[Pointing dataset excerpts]

════════

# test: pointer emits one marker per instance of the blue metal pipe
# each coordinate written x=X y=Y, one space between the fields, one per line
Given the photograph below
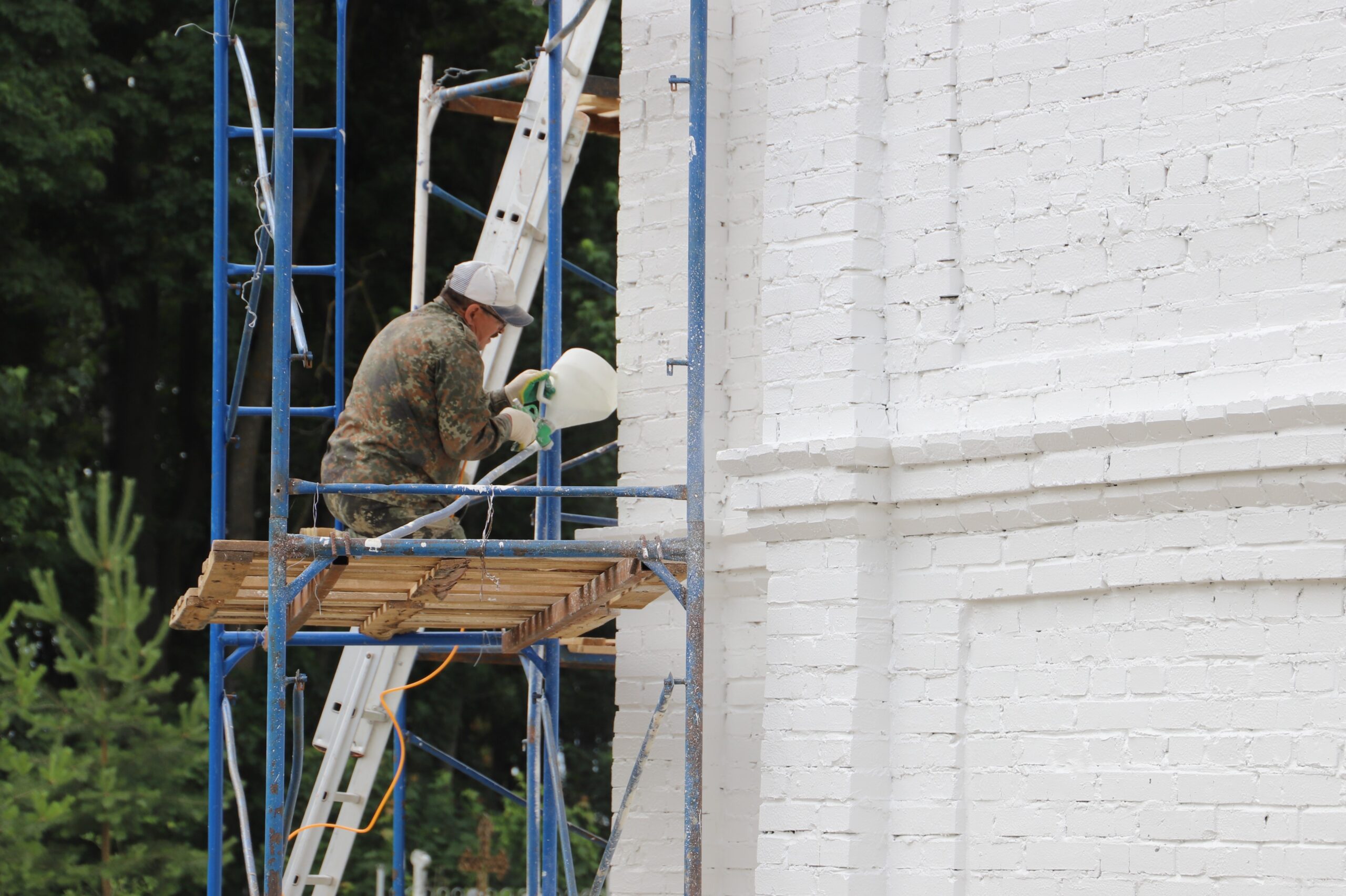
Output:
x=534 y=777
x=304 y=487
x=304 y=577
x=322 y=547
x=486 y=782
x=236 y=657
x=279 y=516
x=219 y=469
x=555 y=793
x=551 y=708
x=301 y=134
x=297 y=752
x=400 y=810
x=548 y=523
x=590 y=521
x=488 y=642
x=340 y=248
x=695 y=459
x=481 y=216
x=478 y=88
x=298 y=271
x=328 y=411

════════

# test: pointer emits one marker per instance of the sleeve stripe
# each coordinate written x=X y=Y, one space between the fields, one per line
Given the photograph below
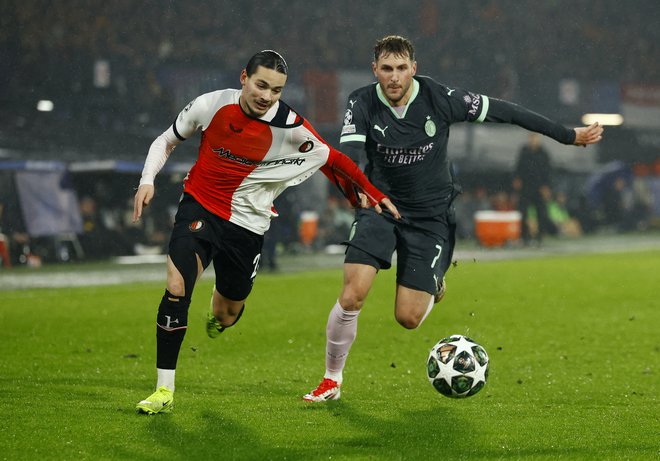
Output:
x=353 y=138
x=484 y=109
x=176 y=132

════════

Please copy the material word for word, beginning with the line containing "# test: pointer emits one marker per instance of the blue" and continuing through the line containing "x=328 y=411". Omit the pictures from your copy.

# test: pointer emits one marker per instance of the blue metal pipe
# each coordinate written x=X y=Y, one space between the fields, one per line
Given the photograph below
Output:
x=534 y=777
x=304 y=487
x=304 y=577
x=322 y=547
x=486 y=782
x=236 y=657
x=279 y=516
x=219 y=469
x=555 y=793
x=551 y=708
x=301 y=134
x=297 y=752
x=400 y=810
x=548 y=523
x=590 y=521
x=488 y=642
x=340 y=248
x=695 y=459
x=481 y=216
x=478 y=88
x=298 y=271
x=328 y=411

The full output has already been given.